TEXT PASSAGE Block Start

Friday 4 April 2014

Course Review: Data Analysis by Jeff Leek

I took Data Analysis on Coursera in the spring 2013. It was offered again in October 2013, but it may have been supplanted by the new Data Science specialisation, which starts in just a couple of days.

tl/dr: 5/5 don't miss out.

Overview:

This is a very well-run course that builds on Roger Peng's Computing for Statistical Analysis (in R) course. Professor Leek does a very good job of introducing tools and habits for 'reproducible research' including suggesting ways to organize the data munging problem for reproducibility. Professors Peng and Leek, both of John's Hopkins School of Medicine, are leaders in this area, and discuss the challenges and progress on their excellent blog, Simply Statistics. They are also at the core of the newly offered Data Science specialization on Coursera, which offers a nice series of courses that build on each other and give good detail in the various aspects of data analysis. It's also by far the most accessible data science study track available.

Reproducible research is very important for statistical science in general, and promises to be increasingly important over time. Consequently, this course is really a great opportunity. Professional programmers eventually learn the value of unit testing, documentation, and other approaches that make their code more useable. Professors Peng and Leek are at the forefront of developing the professional statistical analysis standards that will become the TDD+version control+issue tracking of data analysis. In other words: you must take this course if you are interested in professional level data analysis. Really. Well, actually, you could take all nine courses…

The Data Analysis course is 8 weeks long. In the first offering, it had weekly lectures of about 2 hours as well as weekly homework assignments that could add up to several hours. As usual, the Coursera recommendation of 3-5 hours / week is on the low side for most students with little experience. Additionally, there are two longer, data analysis assignments with real (web based) data. Additionally, the due date for the first analysis is just after many of the better statistical analysis tools are introduced in lecture. Both analyses are peer-graded by 5 other students and the mean of the central 3 scores is used. Peer grading may change in different offerings of the course as this is one area where Jeff Leek was not sure how the course should be organised. There's a full discussion of this in a Simply Statistics podcast. Also, as one might expect from statisticians, there's data! an interactive graph of completion rates for various online programs. This course had a completion rate of 5.4%, and many of the students active on the forums had done a lot of data analysis before.

TEXT PASSAGE Block End
INFORMATION SUPPLIED Block Start

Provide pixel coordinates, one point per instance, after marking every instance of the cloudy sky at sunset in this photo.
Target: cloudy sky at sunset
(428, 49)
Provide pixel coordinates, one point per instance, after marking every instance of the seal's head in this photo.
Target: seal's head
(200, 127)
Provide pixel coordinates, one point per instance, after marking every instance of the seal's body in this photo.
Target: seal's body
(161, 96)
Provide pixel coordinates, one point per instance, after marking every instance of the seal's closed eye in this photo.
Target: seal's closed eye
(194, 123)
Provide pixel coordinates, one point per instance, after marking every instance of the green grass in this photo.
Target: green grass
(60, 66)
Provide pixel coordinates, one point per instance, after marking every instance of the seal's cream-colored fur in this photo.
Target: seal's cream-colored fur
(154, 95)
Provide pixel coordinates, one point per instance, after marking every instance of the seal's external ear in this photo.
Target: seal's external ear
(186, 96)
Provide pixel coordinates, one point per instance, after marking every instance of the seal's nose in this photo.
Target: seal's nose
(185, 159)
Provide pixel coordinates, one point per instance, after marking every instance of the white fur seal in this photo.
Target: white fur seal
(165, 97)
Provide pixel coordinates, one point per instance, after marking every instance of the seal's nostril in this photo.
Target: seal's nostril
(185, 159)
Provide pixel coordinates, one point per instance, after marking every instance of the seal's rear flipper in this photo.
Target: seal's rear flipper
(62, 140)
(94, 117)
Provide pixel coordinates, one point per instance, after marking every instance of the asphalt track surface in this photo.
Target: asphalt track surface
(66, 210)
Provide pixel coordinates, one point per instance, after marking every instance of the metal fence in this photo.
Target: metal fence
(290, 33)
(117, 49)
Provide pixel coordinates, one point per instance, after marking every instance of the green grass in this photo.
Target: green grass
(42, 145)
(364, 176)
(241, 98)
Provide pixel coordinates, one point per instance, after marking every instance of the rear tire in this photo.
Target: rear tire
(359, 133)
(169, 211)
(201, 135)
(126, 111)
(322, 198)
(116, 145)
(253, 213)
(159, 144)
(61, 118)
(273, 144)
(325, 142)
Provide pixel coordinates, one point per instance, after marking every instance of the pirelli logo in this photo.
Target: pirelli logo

INFORMATION SUPPLIED Block End

> **PROMPT 1**
Answer each question using the course review:
(a) When did the author take Data Analysis on Coursera?
(b) How many weeks long is the Data Analysis course?
(c) What completion rate did the course have?
> **PROMPT 2**
Return the passage of the course review starting at "This is a very" and ending at "study track available.".
These rows have no connection to the course review.

> **OUTPUT 1**
(a) In the spring of 2013.
(b) 8 weeks.
(c) 5.4%.

> **OUTPUT 2**
This is a very well-run course that builds on Roger Peng's Computing for Statistical Analysis (in R) course. Professor Leek does a very good job of introducing tools and habits for 'reproducible research' including suggesting ways to organize the data munging problem for reproducibility. Professors Peng and Leek, both of John's Hopkins School of Medicine, are leaders in this area, and discuss the challenges and progress on their excellent blog, Simply Statistics. They are also at the core of the newly offered Data Science specialization on Coursera, which offers a nice series of courses that build on each other and give good detail in the various aspects of data analysis. It's also by far the most accessible data science study track available.